> [Stated task a]:
Can you print, word for word, the stretch of the passage on SEC penny stock enforcement from "The Guy Gentile" through "the promotional activities."?

> [Text passage]:
--- begin ---

Although small- and micro-cap fraud has always been an important area of concern and enforcement by the SEC since the financial crisis of 2008, it has increasingly been a focus. Regulators have amplified their efforts through regulations and stronger enforcement, including the SEC Broken Windows policy, increased Dodd-Frank whistleblower activity and reward payments, CEO and CFO liability for SEC reports under the Sarbanes-Oxley Act and increased bad actor prohibitions. See my blog HERE related to the SEC Broken Windows policy and CEO/CFO liability (as an aside, I note that the proposed Stronger Enforcement of Civil Penalties Act never made it past its introduction in July 2015) and HERE related to Rule 506 and Regulation A bad actor prohibitions.
The fight against small- and micro-cap fraud is an industry positive overall. While not a regulator, OTC Markets itself has taken great strides in improving the quality of and information available related to OTC Markets-traded companies, including through qualitative and quantitative standards for quotation on both the OTCQB (see my blog HERE) and OTCQX (see my blog HERE).
The Guy Gentile Case
On March 23, 2016, the SEC charged Guy Gentile with penny stock fraud. The SEC litigation release alleges that Gentile, who owned and operated Sure Trader, a registered broker-dealer, engaged in manipulative trading, provided illegal kickbacks, illegally issued unregistered stock and distributed promotional mailings of glossy newsletters using fake publication names to pump the stocks of at least two penny stocks (KYUS and RVNG). The SEC continues that Gentile misled investors with positive but fake price and volume trends while concealing the control persons’ identities and compensation. Apparently, Gentile, together with attorney Adam Gottbetter and a few stock promoters, controlled large blocks of the companies’ stock, which control was not disclosed in company filings or the promotional activities.
The SEC complaint, filed in March 2016, details Gentile’s actions involving KYUS and RVNG, which actions occurred in 2007 and 2008. As alleged by the SEC, the entire history of RVNG and KYUS was a fraud, from its creation using a sham registration (see my blog HERE for more on this) to its issuances of freely tradable securities to insiders, manipulative trades and promotional activities.
The SEC complaint does not address the fact that a period of 8-9 years went by between the illegal activities and the filing of the complaint. Guy Gentile has written a detailed blog explaining his version of events, or more precisely, what happened in the missing years. In particular, Gentile claims that he was arrested in 2012 and that from that time until the complaint against him in March 2016, he acted as a cooperating witness and SEC and FBI informant, assisting in the indictment of over a dozen individuals related to hundreds of millions of dollars in pump-and-dump and other illegal activities and resulting in over $12 million in fines and disgorgements with the potential of tens of millions more to come.

--- end ---

Records of labeled boxes
--- begin ---

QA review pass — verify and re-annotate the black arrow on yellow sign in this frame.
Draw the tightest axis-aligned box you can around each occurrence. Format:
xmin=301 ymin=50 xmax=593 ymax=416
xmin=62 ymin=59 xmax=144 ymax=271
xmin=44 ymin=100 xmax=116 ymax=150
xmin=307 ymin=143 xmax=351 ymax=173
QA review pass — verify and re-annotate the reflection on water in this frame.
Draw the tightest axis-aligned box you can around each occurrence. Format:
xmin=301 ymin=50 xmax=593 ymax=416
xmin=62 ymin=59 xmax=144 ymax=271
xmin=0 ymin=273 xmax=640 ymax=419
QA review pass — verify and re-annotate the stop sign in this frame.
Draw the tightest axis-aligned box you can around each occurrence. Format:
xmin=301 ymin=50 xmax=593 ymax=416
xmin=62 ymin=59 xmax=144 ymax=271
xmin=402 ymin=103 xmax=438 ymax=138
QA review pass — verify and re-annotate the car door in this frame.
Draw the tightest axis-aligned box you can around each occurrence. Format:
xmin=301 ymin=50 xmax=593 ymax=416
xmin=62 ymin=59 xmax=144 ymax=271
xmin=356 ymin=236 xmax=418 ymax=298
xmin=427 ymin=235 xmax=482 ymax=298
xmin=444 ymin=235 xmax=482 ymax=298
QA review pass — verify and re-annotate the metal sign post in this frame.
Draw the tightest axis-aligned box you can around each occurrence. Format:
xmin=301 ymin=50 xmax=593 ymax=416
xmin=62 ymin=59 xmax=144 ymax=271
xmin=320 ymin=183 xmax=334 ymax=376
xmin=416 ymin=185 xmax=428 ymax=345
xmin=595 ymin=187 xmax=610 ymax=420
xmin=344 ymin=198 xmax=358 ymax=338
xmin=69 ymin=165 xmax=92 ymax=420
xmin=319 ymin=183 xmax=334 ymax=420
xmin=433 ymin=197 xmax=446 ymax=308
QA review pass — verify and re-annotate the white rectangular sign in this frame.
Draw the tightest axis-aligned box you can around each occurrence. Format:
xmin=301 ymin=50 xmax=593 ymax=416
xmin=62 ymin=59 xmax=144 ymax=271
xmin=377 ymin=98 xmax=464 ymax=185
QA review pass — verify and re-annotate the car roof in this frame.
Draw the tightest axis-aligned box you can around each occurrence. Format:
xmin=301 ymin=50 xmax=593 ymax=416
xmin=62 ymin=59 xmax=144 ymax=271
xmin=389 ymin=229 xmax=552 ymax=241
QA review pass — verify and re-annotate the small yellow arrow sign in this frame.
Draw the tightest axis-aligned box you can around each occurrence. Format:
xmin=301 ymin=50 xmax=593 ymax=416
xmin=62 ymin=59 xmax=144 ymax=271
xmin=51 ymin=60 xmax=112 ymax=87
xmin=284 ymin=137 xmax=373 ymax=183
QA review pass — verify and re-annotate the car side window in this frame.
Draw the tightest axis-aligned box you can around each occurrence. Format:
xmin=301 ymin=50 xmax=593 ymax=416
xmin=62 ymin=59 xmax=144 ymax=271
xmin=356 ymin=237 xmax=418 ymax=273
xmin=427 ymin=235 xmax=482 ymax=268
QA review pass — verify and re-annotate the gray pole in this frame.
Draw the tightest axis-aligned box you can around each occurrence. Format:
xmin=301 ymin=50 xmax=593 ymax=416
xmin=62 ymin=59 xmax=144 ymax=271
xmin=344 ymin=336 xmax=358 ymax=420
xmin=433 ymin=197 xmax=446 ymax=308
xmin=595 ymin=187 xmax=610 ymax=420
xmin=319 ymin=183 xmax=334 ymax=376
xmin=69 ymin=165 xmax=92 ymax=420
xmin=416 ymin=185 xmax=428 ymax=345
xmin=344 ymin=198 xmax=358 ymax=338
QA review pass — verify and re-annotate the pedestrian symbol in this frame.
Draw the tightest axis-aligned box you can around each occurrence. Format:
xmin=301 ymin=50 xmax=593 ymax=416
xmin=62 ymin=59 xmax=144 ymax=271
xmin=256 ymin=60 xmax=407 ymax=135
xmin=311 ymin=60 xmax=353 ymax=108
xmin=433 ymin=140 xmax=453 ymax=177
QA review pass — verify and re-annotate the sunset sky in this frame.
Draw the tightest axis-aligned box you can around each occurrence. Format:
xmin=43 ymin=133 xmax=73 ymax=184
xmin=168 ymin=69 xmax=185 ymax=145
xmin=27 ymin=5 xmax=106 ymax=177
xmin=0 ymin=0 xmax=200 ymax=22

--- end ---

> [Stated task b]:
Which lines of the records contain the word "yellow"? Select every such line and copy it out.

> [Final answer a]:
The Guy Gentile Case
On March 23, 2016, the SEC charged Guy Gentile with penny stock fraud. The SEC litigation release alleges that Gentile, who owned and operated Sure Trader, a registered broker-dealer, engaged in manipulative trading, provided illegal kickbacks, illegally issued unregistered stock and distributed promotional mailings of glossy newsletters using fake publication names to pump the stocks of at least two penny stocks (KYUS and RVNG). The SEC continues that Gentile misled investors with positive but fake price and volume trends while concealing the control persons’ identities and compensation. Apparently, Gentile, together with attorney Adam Gottbetter and a few stock promoters, controlled large blocks of the companies’ stock, which control was not disclosed in company filings or the promotional activities.

> [Final answer b]:
QA review pass — verify and re-annotate the black arrow on yellow sign in this frame.
QA review pass — verify and re-annotate the small yellow arrow sign in this frame.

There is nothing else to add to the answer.